Working data
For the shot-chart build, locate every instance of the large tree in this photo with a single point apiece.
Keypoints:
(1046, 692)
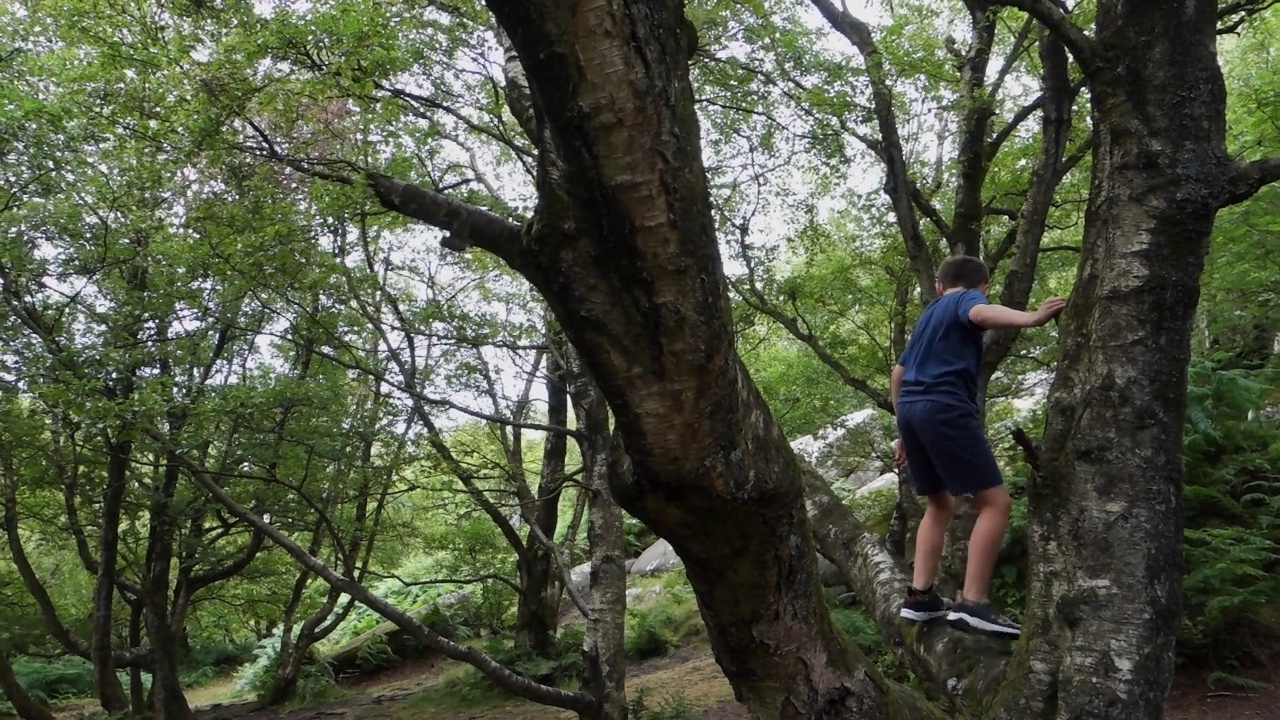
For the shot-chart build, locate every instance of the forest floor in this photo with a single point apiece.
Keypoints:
(435, 689)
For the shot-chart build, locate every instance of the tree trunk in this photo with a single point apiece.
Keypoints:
(23, 705)
(167, 695)
(1105, 522)
(538, 605)
(604, 668)
(631, 268)
(137, 691)
(110, 692)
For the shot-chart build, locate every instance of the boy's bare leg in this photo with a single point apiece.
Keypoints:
(929, 538)
(988, 534)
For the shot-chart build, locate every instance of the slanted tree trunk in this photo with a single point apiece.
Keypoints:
(23, 703)
(630, 265)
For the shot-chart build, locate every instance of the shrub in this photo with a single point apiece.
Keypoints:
(667, 707)
(648, 633)
(1232, 518)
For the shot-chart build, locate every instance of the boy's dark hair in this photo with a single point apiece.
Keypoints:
(964, 272)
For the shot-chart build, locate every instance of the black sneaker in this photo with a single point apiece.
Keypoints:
(981, 616)
(924, 606)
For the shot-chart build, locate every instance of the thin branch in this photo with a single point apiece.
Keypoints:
(466, 224)
(501, 675)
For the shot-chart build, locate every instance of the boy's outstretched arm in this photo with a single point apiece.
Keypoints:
(999, 318)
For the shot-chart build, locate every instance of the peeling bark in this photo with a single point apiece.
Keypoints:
(631, 268)
(603, 458)
(1105, 510)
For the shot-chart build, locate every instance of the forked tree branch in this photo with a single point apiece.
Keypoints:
(1073, 36)
(466, 224)
(1247, 178)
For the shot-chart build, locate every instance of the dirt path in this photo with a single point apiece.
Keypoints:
(415, 692)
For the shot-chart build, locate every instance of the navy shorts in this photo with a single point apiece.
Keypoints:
(946, 449)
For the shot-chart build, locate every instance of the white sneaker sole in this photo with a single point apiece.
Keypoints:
(979, 624)
(918, 616)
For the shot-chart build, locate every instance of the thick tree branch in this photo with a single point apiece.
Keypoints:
(1248, 178)
(1234, 14)
(964, 668)
(1073, 36)
(466, 224)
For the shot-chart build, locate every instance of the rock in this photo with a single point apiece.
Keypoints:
(883, 482)
(828, 573)
(659, 557)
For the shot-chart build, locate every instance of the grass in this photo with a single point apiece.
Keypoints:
(691, 675)
(215, 692)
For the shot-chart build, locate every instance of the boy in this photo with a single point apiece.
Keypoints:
(935, 390)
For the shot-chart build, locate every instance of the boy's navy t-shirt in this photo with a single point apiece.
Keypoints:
(942, 359)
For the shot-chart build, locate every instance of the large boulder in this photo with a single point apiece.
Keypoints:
(657, 559)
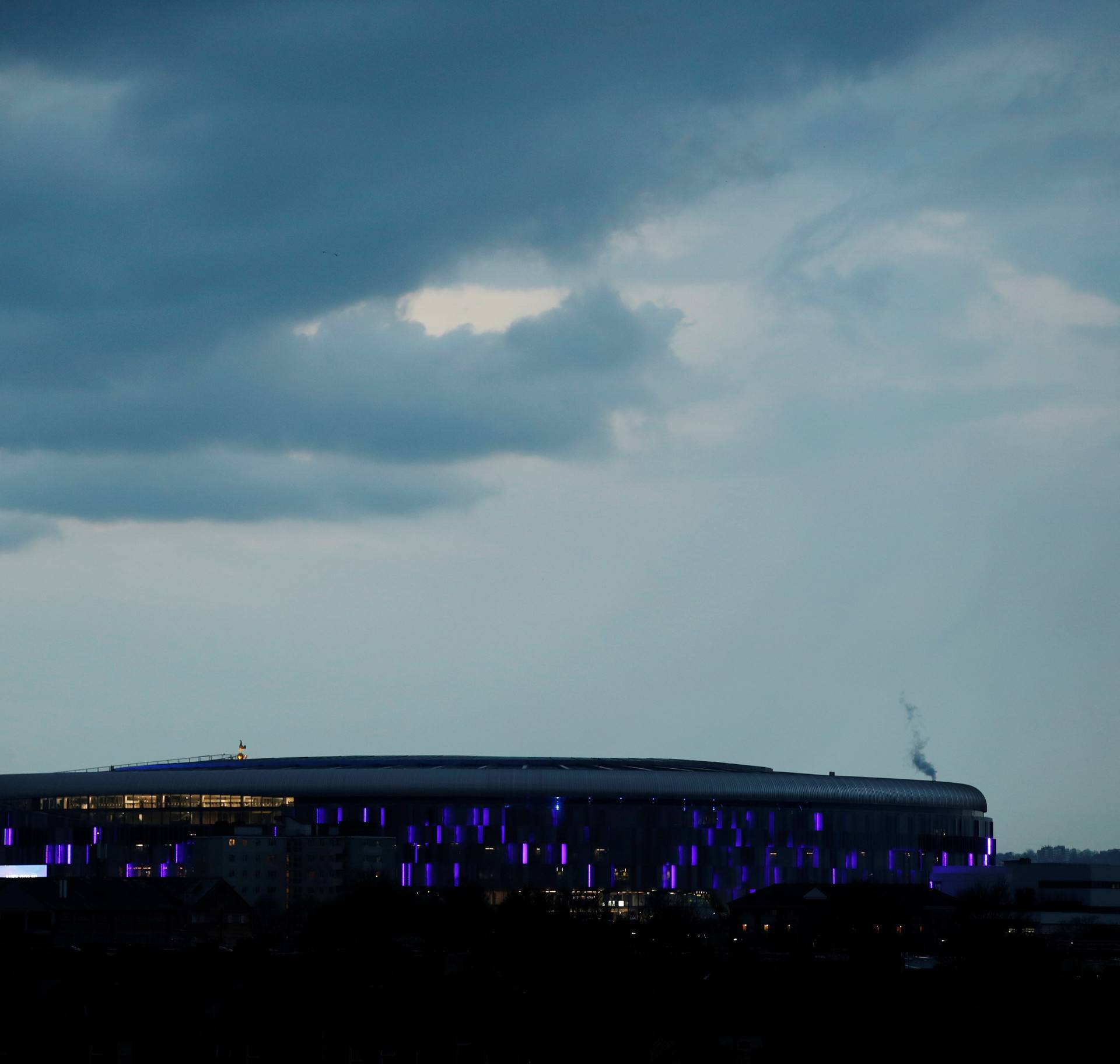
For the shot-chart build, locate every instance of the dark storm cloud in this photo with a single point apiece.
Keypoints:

Your assignment
The result should be the material above, unchanged and free of pictures; please print it.

Task response
For the shot-chart build, locate every instance of the large tree in this photo with a single point apiece.
Keypoints:
(1046, 692)
For the shot-chart build, locate every instance of the forest floor in this photo with a single point apiece.
Keypoints:
(435, 689)
For the shot-chart build, locate every instance of the tree trunk in this photo with a single point apiece.
Keypoints:
(23, 705)
(167, 695)
(1105, 522)
(538, 605)
(604, 668)
(631, 268)
(137, 691)
(110, 692)
For the shot-chart build, locate every instance of the boy's bare leg in this photo with a single point apiece.
Keypoints:
(929, 538)
(988, 534)
For the shot-chart build, locate every instance of the slanted tree trunk in this photo with a single point apiece.
Keypoints:
(23, 703)
(630, 265)
For the shot-chart build, locate every instance of the shrub in this photo with a single point apiece.
Keypoints:
(667, 707)
(648, 633)
(1232, 518)
For the shot-chart build, locate every instance of the boy's dark hair in this photo with a single point apiece.
Keypoints:
(964, 272)
For the shot-chart build, locate every instance of the black sneaker in this photo with a single point apiece.
Keypoints:
(981, 616)
(924, 606)
For the shot-chart build, locate every instance of the thin branch in this photo with a single point apiece.
Keypoints:
(466, 224)
(501, 675)
For the shot-chart build, locate every instance of the boy's outstretched arm in this photo with a single point apiece.
Keypoints:
(999, 318)
For the shot-chart build, locate every instance of the peeling bark in this photo with a single point apiece.
Keypoints:
(631, 268)
(603, 458)
(1105, 510)
For the shot-chart build, locate every instance of the forked tree branch in this photo with a single point apiece.
Keypoints:
(1073, 36)
(466, 224)
(1247, 178)
For the shot-chart build, locate every instance of the dirt path in this photo with a single point apiece.
Keypoints:
(415, 692)
For the shot-chart build, locate every instance of the navy shorts in this photo with a single point apiece.
Keypoints:
(946, 449)
For the shot-chart build, locate every instance of the white sneaker sole in this photo with a single point apiece.
Keypoints:
(979, 624)
(918, 616)
For the shot-chart build, locate every instance of the thick tree branch in this photo with a single point apiece.
Keypoints:
(1248, 178)
(1234, 14)
(964, 668)
(1073, 36)
(466, 224)
For the shot-chart build, locate every instance of the rock in this photo with a single point apiece.
Keypoints:
(883, 482)
(828, 573)
(659, 557)
For the shot-chart build, locate every instance of the grass in this photo with a single point apiece.
Keypoints:
(691, 675)
(215, 692)
For the shot-chart build, locate every instance of the boy in this photo with a single point apiece.
Keypoints:
(935, 390)
For the shot-chart build, locate every instance of the boy's navy t-shirt in this photo with a single point apiece.
Keypoints:
(942, 359)
For the shot-chart build, locate every instance of the large boulder in this photo with a single point apiece.
Keypoints:
(657, 559)
For the shot-chart build, locate every instance of the dark storm cloud in this photo with a single point apiece.
Keypoints:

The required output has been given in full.